Stored dataset items
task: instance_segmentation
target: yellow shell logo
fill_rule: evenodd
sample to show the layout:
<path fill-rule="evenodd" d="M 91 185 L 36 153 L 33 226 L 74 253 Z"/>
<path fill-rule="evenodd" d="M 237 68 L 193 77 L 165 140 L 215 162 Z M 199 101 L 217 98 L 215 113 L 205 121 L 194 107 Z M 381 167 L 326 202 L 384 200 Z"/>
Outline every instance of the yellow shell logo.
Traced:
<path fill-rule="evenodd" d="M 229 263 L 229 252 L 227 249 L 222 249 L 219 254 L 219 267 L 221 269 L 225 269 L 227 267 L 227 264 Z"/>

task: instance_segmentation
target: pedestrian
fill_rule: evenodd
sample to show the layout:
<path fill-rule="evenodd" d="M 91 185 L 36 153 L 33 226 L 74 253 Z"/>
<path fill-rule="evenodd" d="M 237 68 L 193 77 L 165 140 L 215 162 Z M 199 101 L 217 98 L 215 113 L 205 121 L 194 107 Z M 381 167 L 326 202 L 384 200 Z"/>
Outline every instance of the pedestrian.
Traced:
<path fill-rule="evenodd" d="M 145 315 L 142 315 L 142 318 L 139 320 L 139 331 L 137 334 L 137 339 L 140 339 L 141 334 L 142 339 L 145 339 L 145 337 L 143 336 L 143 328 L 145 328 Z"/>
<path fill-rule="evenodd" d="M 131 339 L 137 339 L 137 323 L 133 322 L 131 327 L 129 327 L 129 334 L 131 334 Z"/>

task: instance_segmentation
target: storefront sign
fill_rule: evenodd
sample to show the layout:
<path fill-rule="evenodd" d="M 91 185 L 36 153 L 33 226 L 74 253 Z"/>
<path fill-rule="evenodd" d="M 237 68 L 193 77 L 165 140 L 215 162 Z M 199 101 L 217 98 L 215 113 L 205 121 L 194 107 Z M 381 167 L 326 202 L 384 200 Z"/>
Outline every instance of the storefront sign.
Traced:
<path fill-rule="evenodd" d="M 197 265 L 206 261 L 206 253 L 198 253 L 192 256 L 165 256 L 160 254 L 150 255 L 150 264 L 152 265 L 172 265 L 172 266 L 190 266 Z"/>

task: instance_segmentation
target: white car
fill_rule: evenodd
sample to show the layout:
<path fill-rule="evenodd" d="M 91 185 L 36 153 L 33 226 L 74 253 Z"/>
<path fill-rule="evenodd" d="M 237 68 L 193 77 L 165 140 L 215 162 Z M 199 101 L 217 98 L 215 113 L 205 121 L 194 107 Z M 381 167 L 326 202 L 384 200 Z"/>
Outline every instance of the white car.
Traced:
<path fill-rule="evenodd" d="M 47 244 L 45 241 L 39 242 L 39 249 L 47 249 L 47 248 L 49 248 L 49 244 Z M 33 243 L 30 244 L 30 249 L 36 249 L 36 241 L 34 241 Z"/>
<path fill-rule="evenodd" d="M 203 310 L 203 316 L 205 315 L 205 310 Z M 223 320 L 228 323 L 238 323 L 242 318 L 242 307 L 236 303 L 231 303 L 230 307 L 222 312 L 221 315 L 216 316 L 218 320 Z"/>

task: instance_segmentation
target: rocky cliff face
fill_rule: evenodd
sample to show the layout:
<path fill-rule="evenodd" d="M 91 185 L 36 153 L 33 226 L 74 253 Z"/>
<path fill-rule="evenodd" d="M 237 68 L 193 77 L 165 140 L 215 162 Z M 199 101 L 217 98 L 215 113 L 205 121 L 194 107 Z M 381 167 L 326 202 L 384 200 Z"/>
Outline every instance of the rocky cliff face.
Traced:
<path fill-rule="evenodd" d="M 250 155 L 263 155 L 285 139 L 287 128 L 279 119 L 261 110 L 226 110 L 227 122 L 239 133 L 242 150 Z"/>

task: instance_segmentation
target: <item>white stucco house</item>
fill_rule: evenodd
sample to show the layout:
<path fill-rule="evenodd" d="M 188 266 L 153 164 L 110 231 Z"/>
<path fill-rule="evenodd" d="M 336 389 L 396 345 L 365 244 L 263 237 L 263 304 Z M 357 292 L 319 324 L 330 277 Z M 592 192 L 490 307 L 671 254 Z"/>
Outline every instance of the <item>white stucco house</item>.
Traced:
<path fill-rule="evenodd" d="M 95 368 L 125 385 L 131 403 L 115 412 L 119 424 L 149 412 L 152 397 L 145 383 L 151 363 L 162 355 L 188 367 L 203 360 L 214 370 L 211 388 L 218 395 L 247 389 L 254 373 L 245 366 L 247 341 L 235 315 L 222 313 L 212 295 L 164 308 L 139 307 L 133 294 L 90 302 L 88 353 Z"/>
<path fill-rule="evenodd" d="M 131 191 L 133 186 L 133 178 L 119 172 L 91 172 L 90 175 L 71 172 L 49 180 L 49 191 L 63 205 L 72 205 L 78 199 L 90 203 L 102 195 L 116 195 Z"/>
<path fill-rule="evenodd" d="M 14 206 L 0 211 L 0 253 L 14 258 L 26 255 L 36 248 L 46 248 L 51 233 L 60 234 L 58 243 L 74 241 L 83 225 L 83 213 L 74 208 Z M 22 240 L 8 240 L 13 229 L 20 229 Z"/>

- [WHAT THE TASK ASKS]
Transcribe every entry exactly.

- [EXERCISE RESULT]
task: instance_segmentation
target: yellow shell logo
fill_rule: evenodd
sample to show the layout:
<path fill-rule="evenodd" d="M 91 185 L 36 153 L 33 226 L 74 253 Z"/>
<path fill-rule="evenodd" d="M 237 68 L 193 77 L 165 140 L 215 162 Z M 199 101 L 217 98 L 215 113 L 205 121 L 194 107 Z M 381 167 L 326 202 L 384 200 Z"/>
Outline every instance of the yellow shell logo.
Traced:
<path fill-rule="evenodd" d="M 229 263 L 229 252 L 227 249 L 222 249 L 219 254 L 219 267 L 221 269 L 225 269 L 227 267 L 227 264 Z"/>

task: instance_segmentation
target: pedestrian
fill_rule: evenodd
sample to show the layout:
<path fill-rule="evenodd" d="M 91 185 L 36 153 L 33 226 L 74 253 Z"/>
<path fill-rule="evenodd" d="M 237 68 L 193 77 L 165 140 L 215 162 Z M 199 101 L 217 98 L 215 113 L 205 121 L 194 107 Z M 381 167 L 326 202 L 384 200 Z"/>
Outline every instance of the pedestrian.
Traced:
<path fill-rule="evenodd" d="M 145 315 L 142 315 L 142 318 L 139 320 L 139 331 L 137 334 L 137 339 L 140 339 L 141 334 L 142 339 L 145 339 L 145 337 L 143 336 L 143 328 L 145 328 Z"/>
<path fill-rule="evenodd" d="M 131 339 L 137 339 L 137 323 L 133 322 L 131 327 L 129 327 L 129 334 L 131 334 Z"/>

task: instance_segmentation
target: storefront sign
fill_rule: evenodd
sample to show the layout:
<path fill-rule="evenodd" d="M 91 185 L 36 153 L 33 226 L 74 253 Z"/>
<path fill-rule="evenodd" d="M 237 68 L 193 77 L 165 140 L 215 162 Z M 199 101 L 217 98 L 215 113 L 205 121 L 194 107 Z M 381 167 L 326 202 L 384 200 Z"/>
Outline every instance of the storefront sign.
Traced:
<path fill-rule="evenodd" d="M 197 265 L 206 261 L 206 253 L 198 253 L 192 256 L 165 256 L 160 254 L 150 255 L 150 264 L 152 265 L 172 265 L 172 266 L 190 266 Z"/>

task: instance_segmentation
target: white car
fill_rule: evenodd
sample to show the layout:
<path fill-rule="evenodd" d="M 91 185 L 36 153 L 33 226 L 74 253 Z"/>
<path fill-rule="evenodd" d="M 237 68 L 193 77 L 165 140 L 215 162 Z M 199 101 L 217 98 L 215 113 L 205 121 L 194 107 Z M 381 167 L 326 202 L 384 200 Z"/>
Outline every instance of the white car.
Traced:
<path fill-rule="evenodd" d="M 47 244 L 45 241 L 39 242 L 39 249 L 47 249 L 47 248 L 49 248 L 49 244 Z M 33 243 L 30 244 L 30 249 L 36 249 L 36 241 L 34 241 Z"/>
<path fill-rule="evenodd" d="M 203 310 L 203 316 L 205 315 L 205 310 Z M 223 320 L 228 323 L 238 323 L 242 318 L 242 307 L 236 303 L 231 303 L 230 307 L 222 312 L 221 315 L 216 316 L 218 320 Z"/>

task: instance_segmentation
target: rocky cliff face
fill_rule: evenodd
sample to show the layout:
<path fill-rule="evenodd" d="M 91 185 L 36 153 L 33 226 L 74 253 Z"/>
<path fill-rule="evenodd" d="M 237 68 L 193 77 L 165 140 L 215 162 Z M 199 101 L 217 98 L 215 113 L 205 121 L 194 107 Z M 381 167 L 326 202 L 384 200 Z"/>
Outline every instance of the rocky cliff face.
Traced:
<path fill-rule="evenodd" d="M 250 155 L 263 155 L 285 139 L 287 128 L 279 119 L 261 110 L 226 110 L 227 122 L 239 133 L 242 150 Z"/>

task: instance_segmentation
target: <item>white stucco house</item>
fill_rule: evenodd
sample to show the layout:
<path fill-rule="evenodd" d="M 188 266 L 153 164 L 110 231 Z"/>
<path fill-rule="evenodd" d="M 336 389 L 396 345 L 365 244 L 263 237 L 263 304 Z M 357 292 L 319 324 L 330 277 Z M 592 192 L 490 307 L 671 254 Z"/>
Outline every instance of the <item>white stucco house</item>.
Traced:
<path fill-rule="evenodd" d="M 95 368 L 125 385 L 131 403 L 115 412 L 119 424 L 149 412 L 152 397 L 145 383 L 151 363 L 162 355 L 188 367 L 203 360 L 214 370 L 211 388 L 218 395 L 247 389 L 254 373 L 245 366 L 247 341 L 235 315 L 222 313 L 212 295 L 164 308 L 139 307 L 133 294 L 90 302 L 88 353 Z"/>
<path fill-rule="evenodd" d="M 131 191 L 133 186 L 133 178 L 119 172 L 91 172 L 90 175 L 71 172 L 49 180 L 49 191 L 63 205 L 72 205 L 78 199 L 90 203 L 102 195 L 116 195 Z"/>
<path fill-rule="evenodd" d="M 14 206 L 0 211 L 0 253 L 14 258 L 26 255 L 36 248 L 46 248 L 51 233 L 60 234 L 58 243 L 74 241 L 83 225 L 83 213 L 74 208 Z M 22 240 L 8 240 L 13 229 L 20 229 Z"/>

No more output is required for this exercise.